GIVEN REQUEST —
Write every record out again exactly, and keep images out of it.

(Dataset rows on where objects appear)
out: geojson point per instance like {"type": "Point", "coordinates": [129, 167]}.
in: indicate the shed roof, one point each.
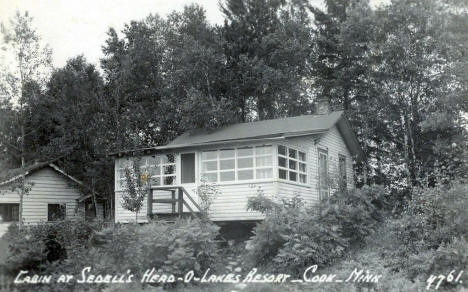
{"type": "Point", "coordinates": [266, 129]}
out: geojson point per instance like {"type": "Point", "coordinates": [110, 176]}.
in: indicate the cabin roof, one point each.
{"type": "Point", "coordinates": [265, 129]}
{"type": "Point", "coordinates": [10, 175]}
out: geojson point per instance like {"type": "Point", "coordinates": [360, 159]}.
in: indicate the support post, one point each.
{"type": "Point", "coordinates": [181, 202]}
{"type": "Point", "coordinates": [150, 205]}
{"type": "Point", "coordinates": [174, 202]}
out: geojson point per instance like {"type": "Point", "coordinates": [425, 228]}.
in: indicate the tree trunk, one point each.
{"type": "Point", "coordinates": [406, 151]}
{"type": "Point", "coordinates": [94, 198]}
{"type": "Point", "coordinates": [23, 177]}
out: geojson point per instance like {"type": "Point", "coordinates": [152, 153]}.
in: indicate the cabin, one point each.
{"type": "Point", "coordinates": [308, 156]}
{"type": "Point", "coordinates": [54, 195]}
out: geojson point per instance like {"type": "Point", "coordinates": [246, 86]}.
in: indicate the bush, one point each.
{"type": "Point", "coordinates": [293, 235]}
{"type": "Point", "coordinates": [434, 216]}
{"type": "Point", "coordinates": [36, 246]}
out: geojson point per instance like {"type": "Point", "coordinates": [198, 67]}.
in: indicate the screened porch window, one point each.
{"type": "Point", "coordinates": [237, 164]}
{"type": "Point", "coordinates": [292, 164]}
{"type": "Point", "coordinates": [161, 169]}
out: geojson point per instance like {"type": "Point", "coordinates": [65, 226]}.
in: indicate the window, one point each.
{"type": "Point", "coordinates": [9, 212]}
{"type": "Point", "coordinates": [323, 174]}
{"type": "Point", "coordinates": [237, 164]}
{"type": "Point", "coordinates": [342, 171]}
{"type": "Point", "coordinates": [160, 168]}
{"type": "Point", "coordinates": [292, 164]}
{"type": "Point", "coordinates": [56, 212]}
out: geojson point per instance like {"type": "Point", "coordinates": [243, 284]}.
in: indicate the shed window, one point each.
{"type": "Point", "coordinates": [324, 190]}
{"type": "Point", "coordinates": [56, 212]}
{"type": "Point", "coordinates": [237, 164]}
{"type": "Point", "coordinates": [342, 170]}
{"type": "Point", "coordinates": [9, 212]}
{"type": "Point", "coordinates": [292, 164]}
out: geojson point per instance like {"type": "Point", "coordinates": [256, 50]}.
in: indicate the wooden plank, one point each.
{"type": "Point", "coordinates": [165, 201]}
{"type": "Point", "coordinates": [174, 202]}
{"type": "Point", "coordinates": [181, 202]}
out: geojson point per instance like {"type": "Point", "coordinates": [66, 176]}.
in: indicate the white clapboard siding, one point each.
{"type": "Point", "coordinates": [231, 204]}
{"type": "Point", "coordinates": [49, 187]}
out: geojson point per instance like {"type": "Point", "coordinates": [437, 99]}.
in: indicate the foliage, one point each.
{"type": "Point", "coordinates": [33, 247]}
{"type": "Point", "coordinates": [293, 235]}
{"type": "Point", "coordinates": [135, 188]}
{"type": "Point", "coordinates": [207, 193]}
{"type": "Point", "coordinates": [433, 217]}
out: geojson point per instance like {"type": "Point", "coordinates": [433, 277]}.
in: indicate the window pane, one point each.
{"type": "Point", "coordinates": [283, 174]}
{"type": "Point", "coordinates": [169, 169]}
{"type": "Point", "coordinates": [155, 181]}
{"type": "Point", "coordinates": [248, 151]}
{"type": "Point", "coordinates": [227, 176]}
{"type": "Point", "coordinates": [263, 161]}
{"type": "Point", "coordinates": [169, 158]}
{"type": "Point", "coordinates": [264, 173]}
{"type": "Point", "coordinates": [292, 153]}
{"type": "Point", "coordinates": [209, 155]}
{"type": "Point", "coordinates": [245, 174]}
{"type": "Point", "coordinates": [155, 170]}
{"type": "Point", "coordinates": [302, 167]}
{"type": "Point", "coordinates": [209, 165]}
{"type": "Point", "coordinates": [292, 164]}
{"type": "Point", "coordinates": [169, 180]}
{"type": "Point", "coordinates": [262, 150]}
{"type": "Point", "coordinates": [281, 150]}
{"type": "Point", "coordinates": [244, 162]}
{"type": "Point", "coordinates": [302, 156]}
{"type": "Point", "coordinates": [282, 161]}
{"type": "Point", "coordinates": [293, 176]}
{"type": "Point", "coordinates": [227, 164]}
{"type": "Point", "coordinates": [303, 178]}
{"type": "Point", "coordinates": [210, 177]}
{"type": "Point", "coordinates": [226, 153]}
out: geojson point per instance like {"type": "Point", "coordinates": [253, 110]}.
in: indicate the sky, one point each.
{"type": "Point", "coordinates": [74, 27]}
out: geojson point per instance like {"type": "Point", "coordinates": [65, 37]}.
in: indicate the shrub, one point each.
{"type": "Point", "coordinates": [35, 246]}
{"type": "Point", "coordinates": [434, 216]}
{"type": "Point", "coordinates": [293, 235]}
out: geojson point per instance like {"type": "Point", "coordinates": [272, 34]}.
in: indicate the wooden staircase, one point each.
{"type": "Point", "coordinates": [178, 200]}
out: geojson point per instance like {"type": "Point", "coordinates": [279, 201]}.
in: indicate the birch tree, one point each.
{"type": "Point", "coordinates": [29, 67]}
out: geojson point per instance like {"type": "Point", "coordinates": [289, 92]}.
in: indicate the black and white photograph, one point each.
{"type": "Point", "coordinates": [233, 145]}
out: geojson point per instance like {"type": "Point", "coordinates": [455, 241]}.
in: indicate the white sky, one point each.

REPLY —
out: geojson point per instance like {"type": "Point", "coordinates": [129, 167]}.
in: indicate the shed roof, one point each.
{"type": "Point", "coordinates": [266, 129]}
out: geojson point per instance like {"type": "Point", "coordinates": [110, 176]}.
in: indicate the cabin roof, one point each.
{"type": "Point", "coordinates": [265, 129]}
{"type": "Point", "coordinates": [10, 175]}
out: geojson point per instance like {"type": "Point", "coordinates": [360, 159]}.
in: indicate the support post, one point each.
{"type": "Point", "coordinates": [181, 202]}
{"type": "Point", "coordinates": [150, 205]}
{"type": "Point", "coordinates": [174, 202]}
out: geojson point per instance like {"type": "Point", "coordinates": [425, 228]}.
in: indicate the tree trunk, one point each.
{"type": "Point", "coordinates": [406, 151]}
{"type": "Point", "coordinates": [94, 198]}
{"type": "Point", "coordinates": [23, 177]}
out: geojson point per instance like {"type": "Point", "coordinates": [152, 153]}.
in: indicate the cabin, one point each.
{"type": "Point", "coordinates": [308, 156]}
{"type": "Point", "coordinates": [54, 195]}
out: geojson point per instance like {"type": "Point", "coordinates": [246, 86]}.
in: indicate the bush, one point each.
{"type": "Point", "coordinates": [293, 235]}
{"type": "Point", "coordinates": [434, 216]}
{"type": "Point", "coordinates": [36, 246]}
out: geojson point per instance like {"type": "Point", "coordinates": [198, 67]}.
in: indicate the screened porch window, one point each.
{"type": "Point", "coordinates": [237, 164]}
{"type": "Point", "coordinates": [292, 164]}
{"type": "Point", "coordinates": [161, 169]}
out: geojson point per instance like {"type": "Point", "coordinates": [65, 226]}.
in: indicate the window, one point each.
{"type": "Point", "coordinates": [9, 212]}
{"type": "Point", "coordinates": [323, 174]}
{"type": "Point", "coordinates": [237, 164]}
{"type": "Point", "coordinates": [342, 171]}
{"type": "Point", "coordinates": [160, 168]}
{"type": "Point", "coordinates": [292, 164]}
{"type": "Point", "coordinates": [56, 212]}
out: geojson point per instance like {"type": "Point", "coordinates": [243, 284]}.
in: indicate the shed window, one point each.
{"type": "Point", "coordinates": [324, 190]}
{"type": "Point", "coordinates": [56, 212]}
{"type": "Point", "coordinates": [237, 164]}
{"type": "Point", "coordinates": [342, 170]}
{"type": "Point", "coordinates": [9, 212]}
{"type": "Point", "coordinates": [292, 164]}
out: geojson point per instance like {"type": "Point", "coordinates": [256, 50]}.
in: indicate the wooden plank, one point each.
{"type": "Point", "coordinates": [165, 201]}
{"type": "Point", "coordinates": [174, 202]}
{"type": "Point", "coordinates": [181, 202]}
out: geojson point per instance like {"type": "Point", "coordinates": [66, 176]}.
in: indicate the white clapboard siding, one point each.
{"type": "Point", "coordinates": [231, 204]}
{"type": "Point", "coordinates": [49, 187]}
out: geojson point per instance like {"type": "Point", "coordinates": [437, 99]}.
in: indicate the foliage, one point each.
{"type": "Point", "coordinates": [33, 247]}
{"type": "Point", "coordinates": [293, 235]}
{"type": "Point", "coordinates": [135, 188]}
{"type": "Point", "coordinates": [207, 193]}
{"type": "Point", "coordinates": [433, 217]}
out: geojson point per instance like {"type": "Point", "coordinates": [433, 277]}.
in: indicate the window pane, one point each.
{"type": "Point", "coordinates": [283, 174]}
{"type": "Point", "coordinates": [169, 169]}
{"type": "Point", "coordinates": [155, 181]}
{"type": "Point", "coordinates": [248, 151]}
{"type": "Point", "coordinates": [227, 176]}
{"type": "Point", "coordinates": [263, 161]}
{"type": "Point", "coordinates": [169, 158]}
{"type": "Point", "coordinates": [264, 173]}
{"type": "Point", "coordinates": [292, 153]}
{"type": "Point", "coordinates": [209, 155]}
{"type": "Point", "coordinates": [245, 174]}
{"type": "Point", "coordinates": [155, 170]}
{"type": "Point", "coordinates": [302, 167]}
{"type": "Point", "coordinates": [209, 165]}
{"type": "Point", "coordinates": [292, 164]}
{"type": "Point", "coordinates": [169, 180]}
{"type": "Point", "coordinates": [262, 150]}
{"type": "Point", "coordinates": [281, 150]}
{"type": "Point", "coordinates": [244, 162]}
{"type": "Point", "coordinates": [302, 156]}
{"type": "Point", "coordinates": [282, 161]}
{"type": "Point", "coordinates": [293, 176]}
{"type": "Point", "coordinates": [227, 164]}
{"type": "Point", "coordinates": [303, 178]}
{"type": "Point", "coordinates": [210, 177]}
{"type": "Point", "coordinates": [226, 153]}
out: geojson point per instance like {"type": "Point", "coordinates": [253, 110]}.
in: indicate the sky, one point each.
{"type": "Point", "coordinates": [74, 27]}
out: geojson point per instance like {"type": "Point", "coordinates": [65, 37]}.
in: indicate the shrub, one point each.
{"type": "Point", "coordinates": [35, 246]}
{"type": "Point", "coordinates": [434, 216]}
{"type": "Point", "coordinates": [293, 235]}
out: geojson point per instance like {"type": "Point", "coordinates": [272, 34]}.
in: indicate the wooden staircase, one point each.
{"type": "Point", "coordinates": [178, 200]}
out: geojson point per instance like {"type": "Point", "coordinates": [279, 201]}.
in: indicate the birch tree, one point each.
{"type": "Point", "coordinates": [29, 67]}
out: geojson point per instance like {"type": "Point", "coordinates": [289, 92]}.
in: indicate the black and white photograph, one point each.
{"type": "Point", "coordinates": [233, 145]}
out: geojson point per instance like {"type": "Point", "coordinates": [455, 241]}.
in: indicate the white sky, one point each.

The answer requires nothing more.